BEGIN Source document

Question

Let $f\left(x\right)$ be a continous and differentiable function on $[0,1]$ , such that $f\left(0\right)\ne 0$ and $f\left(1\right)=0$. We can conclude that there exists $c\in (0,1)$ such that

• A. $c.f^{\prime }\left(c\right)-f\left(c\right)=0$
• B. $f^{\prime }\left(c\right)+c.f\left(c\right)=0$
• C. $f^{\prime }\left(c\right)-c.f\left(c\right)=0$
• D. $c.f^{\prime }\left(c\right)+f\left(c\right)=0$

Answer 1

Answer: (D)

$c.f^{\prime }\left(c\right)+f\left(c\right)=0$

Consider $\theta \left(x\right)=x.f\left(x\right)$
Clearly Rolle's theorem is applicable to $\theta \left(x\right)$ on $xϵ[0,1]$

as $\theta \left(0\right)=0\ast f\left(0\right)=0$ and $\theta \left(1\right)=1\ast f\left(1\right)=0$
$\therefore$ There exists $cϵ(0,1)$ such that ${\theta }^{\prime }\left(c\right)=0$
$\Rightarrow c.f^{\prime }\left(c\right)+f\left(c\right)=0$
Hence, option 'D' is correct.

END Source document
BEGIN Dataset entries

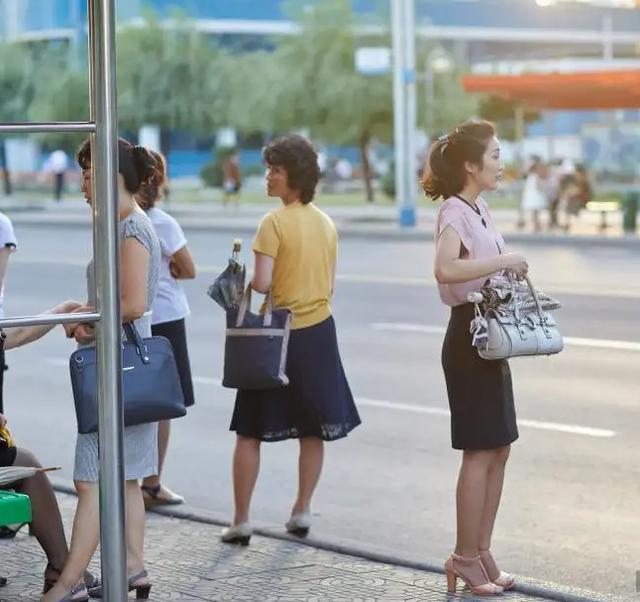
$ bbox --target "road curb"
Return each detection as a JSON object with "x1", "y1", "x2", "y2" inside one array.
[
  {"x1": 6, "y1": 213, "x2": 640, "y2": 248},
  {"x1": 51, "y1": 478, "x2": 615, "y2": 602}
]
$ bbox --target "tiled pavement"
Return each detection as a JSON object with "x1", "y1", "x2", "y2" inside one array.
[{"x1": 0, "y1": 494, "x2": 552, "y2": 602}]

END Dataset entries

◆ **What you will do**
• 1. Copy the calculus problem between "Answer: (D)" and "option 'D' is correct.", inclusive, renaming "Rolle's theorem" to "the mean value theorem".
• 2. Which option does the calculus problem give as the correct answer?
The records have nothing to do with this.

◆ **Exercise responses**
• 1.
Answer: (D)

$c.f^{\prime }\left(c\right)+f\left(c\right)=0$

Consider $\theta \left(x\right)=x.f\left(x\right)$
Clearly the mean value theorem is applicable to $\theta \left(x\right)$ on $xϵ[0,1]$

as $\theta \left(0\right)=0\ast f\left(0\right)=0$ and $\theta \left(1\right)=1\ast f\left(1\right)=0$
$\therefore$ There exists $cϵ(0,1)$ such that ${\theta }^{\prime }\left(c\right)=0$
$\Rightarrow c.f^{\prime }\left(c\right)+f\left(c\right)=0$
Hence, option 'D' is correct.

• 2. Option D